TASK STATEMENT >>
Pull out every line of the data that contains the string "vinyl", matching case exactly.

▼▼▼

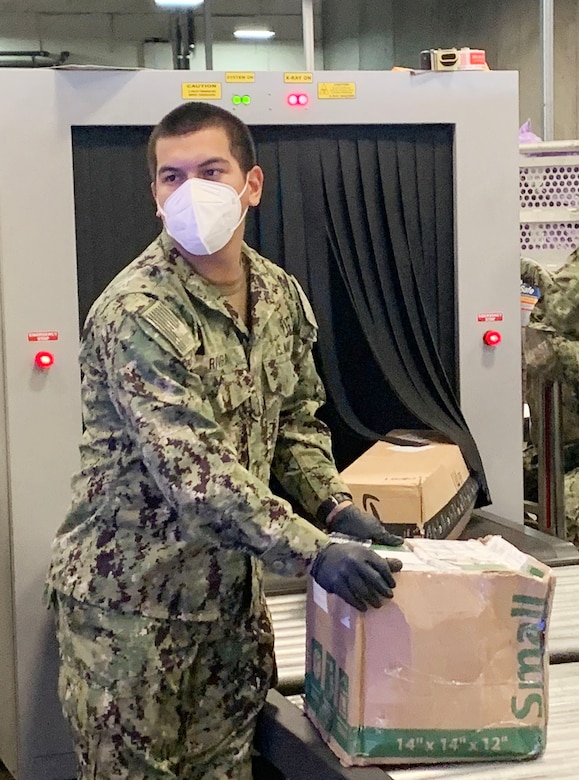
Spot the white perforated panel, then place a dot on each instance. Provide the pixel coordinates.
(549, 202)
(549, 186)
(549, 236)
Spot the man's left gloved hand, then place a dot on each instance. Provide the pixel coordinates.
(351, 521)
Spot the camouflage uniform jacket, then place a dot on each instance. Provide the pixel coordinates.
(185, 413)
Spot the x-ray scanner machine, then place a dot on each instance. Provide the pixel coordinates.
(40, 416)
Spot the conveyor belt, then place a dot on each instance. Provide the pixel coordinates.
(564, 628)
(287, 739)
(288, 613)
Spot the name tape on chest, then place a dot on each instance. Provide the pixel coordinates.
(170, 326)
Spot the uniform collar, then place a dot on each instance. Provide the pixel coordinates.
(264, 288)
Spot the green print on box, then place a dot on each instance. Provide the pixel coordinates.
(329, 703)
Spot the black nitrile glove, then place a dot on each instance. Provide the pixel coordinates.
(351, 521)
(356, 574)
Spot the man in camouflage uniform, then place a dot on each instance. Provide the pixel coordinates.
(198, 382)
(551, 351)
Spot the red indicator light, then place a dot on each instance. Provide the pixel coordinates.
(43, 360)
(298, 99)
(492, 338)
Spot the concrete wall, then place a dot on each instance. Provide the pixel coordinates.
(358, 34)
(114, 32)
(508, 31)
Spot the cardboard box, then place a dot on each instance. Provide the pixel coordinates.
(454, 668)
(413, 487)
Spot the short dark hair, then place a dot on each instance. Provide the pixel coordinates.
(191, 117)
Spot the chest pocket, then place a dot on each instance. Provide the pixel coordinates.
(233, 389)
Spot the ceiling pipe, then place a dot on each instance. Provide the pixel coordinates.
(38, 59)
(548, 54)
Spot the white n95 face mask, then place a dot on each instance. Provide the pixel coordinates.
(202, 216)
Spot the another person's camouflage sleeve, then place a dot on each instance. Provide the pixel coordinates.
(162, 404)
(560, 304)
(303, 461)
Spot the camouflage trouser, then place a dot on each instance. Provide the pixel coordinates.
(150, 699)
(571, 489)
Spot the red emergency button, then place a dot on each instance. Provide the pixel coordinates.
(43, 360)
(492, 338)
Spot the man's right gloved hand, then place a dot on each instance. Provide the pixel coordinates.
(356, 574)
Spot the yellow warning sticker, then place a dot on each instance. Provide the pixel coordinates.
(298, 78)
(201, 90)
(241, 77)
(339, 90)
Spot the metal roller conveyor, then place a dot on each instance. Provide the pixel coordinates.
(564, 628)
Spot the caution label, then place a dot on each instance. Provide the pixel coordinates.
(298, 78)
(242, 77)
(43, 335)
(339, 90)
(201, 90)
(490, 316)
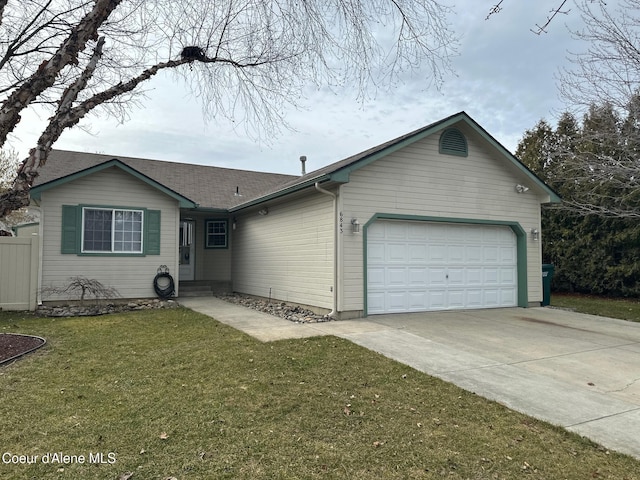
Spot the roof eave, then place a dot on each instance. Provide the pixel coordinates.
(344, 172)
(183, 201)
(287, 191)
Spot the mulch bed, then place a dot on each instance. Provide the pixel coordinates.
(13, 345)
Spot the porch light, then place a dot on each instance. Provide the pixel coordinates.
(535, 234)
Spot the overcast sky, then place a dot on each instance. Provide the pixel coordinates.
(504, 79)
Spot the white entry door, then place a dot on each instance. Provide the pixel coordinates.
(187, 253)
(422, 266)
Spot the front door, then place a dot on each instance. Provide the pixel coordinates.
(187, 253)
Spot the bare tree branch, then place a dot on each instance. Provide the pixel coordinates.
(46, 74)
(556, 11)
(242, 59)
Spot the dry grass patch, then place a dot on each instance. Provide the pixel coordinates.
(176, 394)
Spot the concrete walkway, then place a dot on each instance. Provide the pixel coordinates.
(578, 371)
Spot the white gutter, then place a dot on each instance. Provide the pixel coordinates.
(333, 312)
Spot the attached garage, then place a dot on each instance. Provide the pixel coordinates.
(417, 266)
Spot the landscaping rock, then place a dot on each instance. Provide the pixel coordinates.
(293, 313)
(103, 308)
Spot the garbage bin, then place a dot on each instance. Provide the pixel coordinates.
(547, 275)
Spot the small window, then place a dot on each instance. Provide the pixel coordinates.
(111, 230)
(216, 234)
(453, 142)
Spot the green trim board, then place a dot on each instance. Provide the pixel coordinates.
(521, 247)
(71, 231)
(36, 192)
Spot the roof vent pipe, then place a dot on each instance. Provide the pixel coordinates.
(303, 160)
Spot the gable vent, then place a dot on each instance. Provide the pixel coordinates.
(453, 142)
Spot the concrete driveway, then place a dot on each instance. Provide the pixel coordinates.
(581, 372)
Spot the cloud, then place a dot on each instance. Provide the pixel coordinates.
(504, 79)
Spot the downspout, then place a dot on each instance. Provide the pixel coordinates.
(333, 312)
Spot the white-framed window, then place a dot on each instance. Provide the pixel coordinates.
(112, 230)
(216, 234)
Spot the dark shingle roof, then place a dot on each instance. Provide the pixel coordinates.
(215, 187)
(210, 187)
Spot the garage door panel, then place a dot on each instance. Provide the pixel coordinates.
(396, 253)
(474, 276)
(417, 253)
(456, 276)
(507, 276)
(396, 276)
(491, 276)
(375, 253)
(416, 266)
(436, 253)
(473, 254)
(375, 277)
(455, 299)
(437, 276)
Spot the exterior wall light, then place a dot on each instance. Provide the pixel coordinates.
(535, 234)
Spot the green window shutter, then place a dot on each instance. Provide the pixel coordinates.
(152, 232)
(71, 229)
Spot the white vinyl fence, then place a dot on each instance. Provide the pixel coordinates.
(19, 272)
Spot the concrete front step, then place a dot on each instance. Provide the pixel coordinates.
(202, 288)
(196, 293)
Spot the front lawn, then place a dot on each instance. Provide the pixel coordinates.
(172, 393)
(626, 309)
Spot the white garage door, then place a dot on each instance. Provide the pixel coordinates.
(420, 266)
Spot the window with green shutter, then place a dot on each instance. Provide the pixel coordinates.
(89, 230)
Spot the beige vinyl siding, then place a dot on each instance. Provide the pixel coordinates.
(418, 180)
(287, 253)
(132, 276)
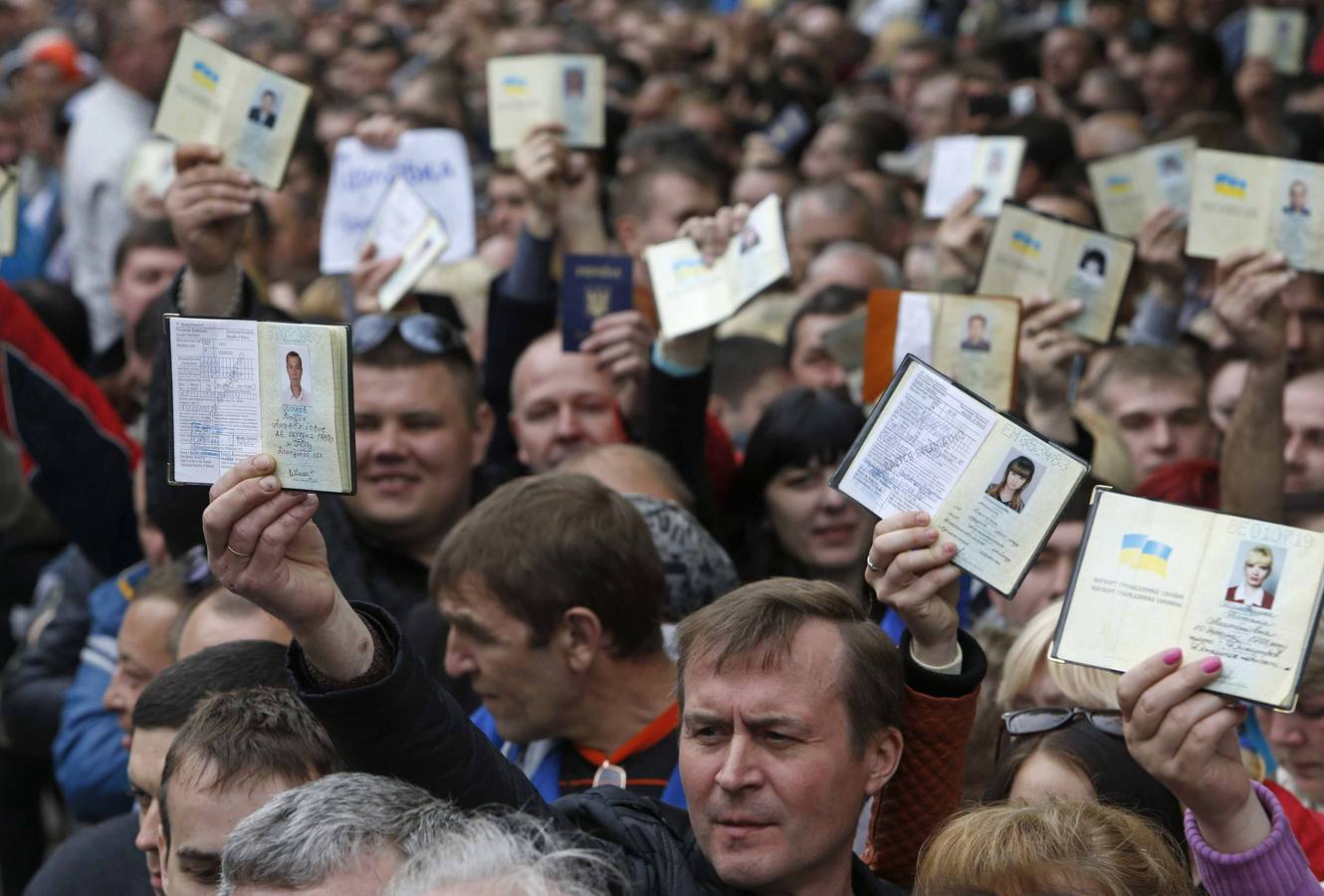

▲▲▲

TASK OUTPUT >>
Spot the white vinyl fence, then place a dot on each instance. Provide the pixel coordinates.
Spot the beige vinyl siding, then place a dot on each instance. Provide the pixel coordinates.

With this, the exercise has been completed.